[start of Materials provided]

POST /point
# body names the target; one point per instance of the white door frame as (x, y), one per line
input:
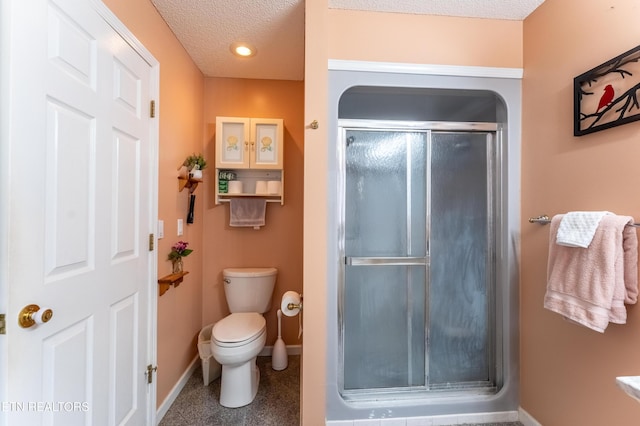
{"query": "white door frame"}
(5, 185)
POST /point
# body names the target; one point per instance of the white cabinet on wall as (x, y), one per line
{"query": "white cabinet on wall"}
(244, 143)
(251, 151)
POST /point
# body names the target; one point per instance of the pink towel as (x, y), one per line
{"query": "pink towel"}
(591, 285)
(247, 212)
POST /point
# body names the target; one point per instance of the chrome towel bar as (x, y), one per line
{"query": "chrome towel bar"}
(545, 220)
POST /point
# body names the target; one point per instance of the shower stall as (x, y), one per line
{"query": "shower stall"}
(422, 305)
(416, 292)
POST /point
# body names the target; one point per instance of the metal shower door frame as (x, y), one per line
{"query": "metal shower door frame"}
(427, 127)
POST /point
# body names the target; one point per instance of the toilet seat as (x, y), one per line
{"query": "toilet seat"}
(238, 329)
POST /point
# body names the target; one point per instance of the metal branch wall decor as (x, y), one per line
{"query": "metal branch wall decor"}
(607, 95)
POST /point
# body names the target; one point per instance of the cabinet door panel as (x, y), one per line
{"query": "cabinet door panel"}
(266, 148)
(232, 149)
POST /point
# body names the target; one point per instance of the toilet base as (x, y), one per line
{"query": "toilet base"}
(239, 384)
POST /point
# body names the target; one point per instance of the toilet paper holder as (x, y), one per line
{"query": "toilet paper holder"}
(291, 306)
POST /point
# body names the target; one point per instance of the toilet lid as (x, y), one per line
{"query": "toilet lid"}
(238, 327)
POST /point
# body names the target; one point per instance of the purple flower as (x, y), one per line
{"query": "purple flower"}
(179, 249)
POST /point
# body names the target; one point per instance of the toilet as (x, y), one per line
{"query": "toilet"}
(237, 339)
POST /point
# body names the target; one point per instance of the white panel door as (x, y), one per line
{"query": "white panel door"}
(82, 202)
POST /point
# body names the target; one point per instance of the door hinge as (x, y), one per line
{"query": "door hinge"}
(149, 373)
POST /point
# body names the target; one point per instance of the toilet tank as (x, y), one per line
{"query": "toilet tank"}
(249, 289)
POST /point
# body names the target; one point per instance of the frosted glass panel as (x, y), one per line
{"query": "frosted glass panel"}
(417, 292)
(385, 199)
(384, 334)
(459, 339)
(384, 327)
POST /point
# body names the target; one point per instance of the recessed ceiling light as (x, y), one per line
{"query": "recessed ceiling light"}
(243, 49)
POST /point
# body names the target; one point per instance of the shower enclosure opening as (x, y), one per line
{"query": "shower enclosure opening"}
(418, 311)
(421, 282)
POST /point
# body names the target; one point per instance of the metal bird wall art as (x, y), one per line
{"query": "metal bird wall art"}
(607, 95)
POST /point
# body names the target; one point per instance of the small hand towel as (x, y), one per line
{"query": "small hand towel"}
(590, 286)
(247, 212)
(577, 228)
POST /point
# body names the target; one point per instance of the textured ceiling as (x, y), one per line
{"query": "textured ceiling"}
(206, 29)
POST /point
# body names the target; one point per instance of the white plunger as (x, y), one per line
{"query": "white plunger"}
(279, 360)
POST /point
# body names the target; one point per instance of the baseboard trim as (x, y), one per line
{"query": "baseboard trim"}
(527, 419)
(175, 391)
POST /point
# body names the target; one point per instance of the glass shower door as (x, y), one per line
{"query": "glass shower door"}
(385, 256)
(417, 306)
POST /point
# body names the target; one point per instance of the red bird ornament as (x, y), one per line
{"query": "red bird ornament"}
(607, 97)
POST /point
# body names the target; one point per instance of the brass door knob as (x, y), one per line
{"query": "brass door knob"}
(31, 315)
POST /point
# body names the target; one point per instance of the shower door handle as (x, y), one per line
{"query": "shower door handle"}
(387, 261)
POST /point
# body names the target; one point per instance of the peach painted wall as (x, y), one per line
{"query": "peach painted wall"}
(313, 366)
(423, 39)
(279, 243)
(348, 35)
(568, 372)
(180, 114)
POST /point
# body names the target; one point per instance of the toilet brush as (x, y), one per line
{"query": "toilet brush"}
(279, 358)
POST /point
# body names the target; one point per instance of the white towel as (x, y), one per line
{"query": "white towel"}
(591, 286)
(578, 228)
(247, 212)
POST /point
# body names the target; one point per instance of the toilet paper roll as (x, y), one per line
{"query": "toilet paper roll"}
(273, 187)
(235, 187)
(261, 187)
(292, 300)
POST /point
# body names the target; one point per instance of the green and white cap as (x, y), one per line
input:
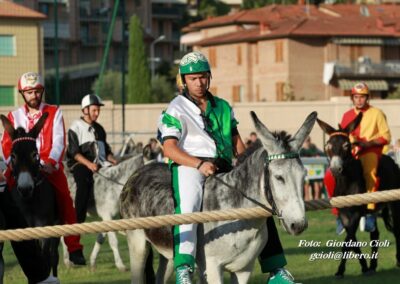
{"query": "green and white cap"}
(194, 62)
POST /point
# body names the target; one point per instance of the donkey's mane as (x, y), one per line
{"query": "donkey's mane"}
(282, 138)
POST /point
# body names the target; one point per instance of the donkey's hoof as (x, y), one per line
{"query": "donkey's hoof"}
(369, 272)
(339, 275)
(122, 268)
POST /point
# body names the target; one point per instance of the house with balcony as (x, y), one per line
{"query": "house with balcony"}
(300, 52)
(21, 48)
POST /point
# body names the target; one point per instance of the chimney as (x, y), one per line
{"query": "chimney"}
(264, 28)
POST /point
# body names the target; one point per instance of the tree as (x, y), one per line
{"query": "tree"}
(162, 91)
(139, 88)
(252, 4)
(111, 86)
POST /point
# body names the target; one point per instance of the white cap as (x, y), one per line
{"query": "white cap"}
(91, 100)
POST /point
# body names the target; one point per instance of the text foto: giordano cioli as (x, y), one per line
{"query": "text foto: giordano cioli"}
(335, 243)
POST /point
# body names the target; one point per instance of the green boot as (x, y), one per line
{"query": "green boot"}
(184, 274)
(281, 276)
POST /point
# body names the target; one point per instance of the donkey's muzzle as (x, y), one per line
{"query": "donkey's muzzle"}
(297, 228)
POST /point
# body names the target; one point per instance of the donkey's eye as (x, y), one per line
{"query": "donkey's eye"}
(328, 146)
(279, 178)
(13, 158)
(35, 156)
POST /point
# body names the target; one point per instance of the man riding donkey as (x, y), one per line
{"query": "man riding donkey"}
(200, 137)
(51, 146)
(368, 140)
(87, 151)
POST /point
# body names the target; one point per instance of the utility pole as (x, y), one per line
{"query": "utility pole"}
(56, 67)
(123, 41)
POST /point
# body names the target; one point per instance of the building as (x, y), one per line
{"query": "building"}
(300, 52)
(21, 48)
(83, 27)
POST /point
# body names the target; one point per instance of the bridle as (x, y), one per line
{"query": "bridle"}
(38, 179)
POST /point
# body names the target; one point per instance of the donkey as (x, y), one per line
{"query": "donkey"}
(273, 175)
(348, 174)
(33, 194)
(108, 183)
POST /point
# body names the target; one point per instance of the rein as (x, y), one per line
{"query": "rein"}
(20, 139)
(339, 133)
(110, 179)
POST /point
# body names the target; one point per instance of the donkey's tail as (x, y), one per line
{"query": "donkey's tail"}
(387, 217)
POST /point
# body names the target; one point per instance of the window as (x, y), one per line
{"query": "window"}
(7, 45)
(6, 96)
(239, 55)
(44, 8)
(279, 51)
(237, 93)
(355, 52)
(212, 56)
(279, 91)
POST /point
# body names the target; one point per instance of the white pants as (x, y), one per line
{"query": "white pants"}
(188, 196)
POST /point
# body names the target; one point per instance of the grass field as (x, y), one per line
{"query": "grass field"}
(321, 228)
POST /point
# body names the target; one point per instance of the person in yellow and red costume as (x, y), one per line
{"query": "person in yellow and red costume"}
(368, 139)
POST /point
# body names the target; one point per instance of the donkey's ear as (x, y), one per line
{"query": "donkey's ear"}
(8, 127)
(304, 131)
(325, 127)
(266, 137)
(34, 132)
(353, 125)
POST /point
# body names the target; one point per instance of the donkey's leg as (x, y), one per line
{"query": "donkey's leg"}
(374, 250)
(362, 260)
(243, 276)
(105, 214)
(165, 270)
(55, 257)
(138, 250)
(214, 273)
(67, 263)
(113, 241)
(96, 249)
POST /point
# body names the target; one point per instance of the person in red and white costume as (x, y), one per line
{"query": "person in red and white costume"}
(51, 145)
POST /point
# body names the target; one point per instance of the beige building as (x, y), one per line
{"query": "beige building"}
(21, 48)
(298, 52)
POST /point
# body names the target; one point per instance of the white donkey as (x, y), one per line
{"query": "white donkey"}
(108, 184)
(272, 175)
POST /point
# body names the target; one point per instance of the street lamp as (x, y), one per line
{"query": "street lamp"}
(152, 59)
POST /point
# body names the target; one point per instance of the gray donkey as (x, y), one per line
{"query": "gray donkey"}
(272, 175)
(108, 184)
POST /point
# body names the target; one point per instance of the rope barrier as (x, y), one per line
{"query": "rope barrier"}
(189, 218)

[end of Materials provided]

What the exercise asks: List each line of the entries above that contains the word "costume", copying every such line in full.

Exercise output:
# body names the target; one point per instance of the person in yellow and red costume as (x, y), one per line
{"query": "person in yellow and red costume"}
# body names the target; one point per instance of the person in red and white costume as (x, y), one per line
{"query": "person in red and white costume"}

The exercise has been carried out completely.